═════ EXTRACTED RECORDS ═════
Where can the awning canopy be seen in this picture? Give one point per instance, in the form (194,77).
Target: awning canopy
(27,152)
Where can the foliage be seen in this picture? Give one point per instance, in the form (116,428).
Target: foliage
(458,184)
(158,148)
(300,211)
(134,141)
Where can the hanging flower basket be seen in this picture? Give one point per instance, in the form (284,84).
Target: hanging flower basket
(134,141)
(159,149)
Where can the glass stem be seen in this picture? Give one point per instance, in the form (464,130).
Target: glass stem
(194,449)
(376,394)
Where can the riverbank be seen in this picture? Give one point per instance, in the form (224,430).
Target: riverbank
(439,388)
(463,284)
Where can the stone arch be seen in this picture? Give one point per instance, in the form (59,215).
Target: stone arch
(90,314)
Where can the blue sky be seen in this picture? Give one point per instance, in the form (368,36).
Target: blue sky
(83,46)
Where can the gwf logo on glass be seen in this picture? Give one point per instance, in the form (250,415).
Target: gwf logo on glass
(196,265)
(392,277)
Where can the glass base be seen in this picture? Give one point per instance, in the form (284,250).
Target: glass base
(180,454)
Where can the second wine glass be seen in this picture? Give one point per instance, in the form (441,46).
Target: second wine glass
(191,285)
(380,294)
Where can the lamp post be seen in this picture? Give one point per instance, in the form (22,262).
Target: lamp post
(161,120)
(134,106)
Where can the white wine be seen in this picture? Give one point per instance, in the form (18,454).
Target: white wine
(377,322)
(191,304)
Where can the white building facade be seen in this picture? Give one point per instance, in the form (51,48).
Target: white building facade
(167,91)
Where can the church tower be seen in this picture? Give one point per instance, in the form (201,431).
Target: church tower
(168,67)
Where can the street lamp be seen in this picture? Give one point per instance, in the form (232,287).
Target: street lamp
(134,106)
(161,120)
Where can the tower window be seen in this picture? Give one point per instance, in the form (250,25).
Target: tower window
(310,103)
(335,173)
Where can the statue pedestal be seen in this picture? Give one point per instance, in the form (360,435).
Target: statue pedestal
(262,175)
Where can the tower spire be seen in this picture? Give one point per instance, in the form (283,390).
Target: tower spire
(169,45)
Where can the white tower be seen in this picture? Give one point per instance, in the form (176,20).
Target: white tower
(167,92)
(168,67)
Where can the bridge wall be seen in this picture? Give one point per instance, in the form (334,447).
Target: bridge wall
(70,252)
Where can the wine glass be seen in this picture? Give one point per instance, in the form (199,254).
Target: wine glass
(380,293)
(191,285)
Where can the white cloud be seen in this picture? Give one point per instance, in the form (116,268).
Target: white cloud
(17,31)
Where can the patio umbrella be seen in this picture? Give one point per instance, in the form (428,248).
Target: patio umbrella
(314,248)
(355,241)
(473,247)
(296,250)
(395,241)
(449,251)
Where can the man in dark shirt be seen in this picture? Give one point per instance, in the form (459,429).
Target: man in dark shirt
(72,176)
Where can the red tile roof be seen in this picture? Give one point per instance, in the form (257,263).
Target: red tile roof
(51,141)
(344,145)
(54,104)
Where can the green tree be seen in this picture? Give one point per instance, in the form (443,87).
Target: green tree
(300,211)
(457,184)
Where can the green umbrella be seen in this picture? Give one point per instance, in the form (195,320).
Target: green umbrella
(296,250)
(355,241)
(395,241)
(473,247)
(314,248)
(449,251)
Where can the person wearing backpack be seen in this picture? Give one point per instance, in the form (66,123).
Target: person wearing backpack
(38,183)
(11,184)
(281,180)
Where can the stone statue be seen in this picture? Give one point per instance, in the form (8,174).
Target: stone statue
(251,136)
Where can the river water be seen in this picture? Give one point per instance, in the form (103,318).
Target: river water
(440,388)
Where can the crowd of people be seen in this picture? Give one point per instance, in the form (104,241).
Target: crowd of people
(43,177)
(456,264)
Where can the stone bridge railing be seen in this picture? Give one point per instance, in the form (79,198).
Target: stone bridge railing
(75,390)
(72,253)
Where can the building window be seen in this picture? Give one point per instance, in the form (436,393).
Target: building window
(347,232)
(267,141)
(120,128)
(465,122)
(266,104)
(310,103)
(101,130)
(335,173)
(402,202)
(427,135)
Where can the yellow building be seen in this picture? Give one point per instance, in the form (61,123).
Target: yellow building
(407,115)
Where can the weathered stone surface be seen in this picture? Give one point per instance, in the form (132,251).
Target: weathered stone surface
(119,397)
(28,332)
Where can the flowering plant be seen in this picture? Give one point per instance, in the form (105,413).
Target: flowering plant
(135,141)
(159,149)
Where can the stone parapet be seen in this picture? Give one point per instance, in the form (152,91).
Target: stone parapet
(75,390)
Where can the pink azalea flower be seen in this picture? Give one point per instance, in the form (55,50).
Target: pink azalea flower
═════
- [TASK INSTRUCTIONS] Copy all lines above where "azalea" is present.

- [THE ANSWER]
Where can the pink azalea flower be seen in this picture? Give one point per instance, in the form (55,50).
Target: pink azalea flower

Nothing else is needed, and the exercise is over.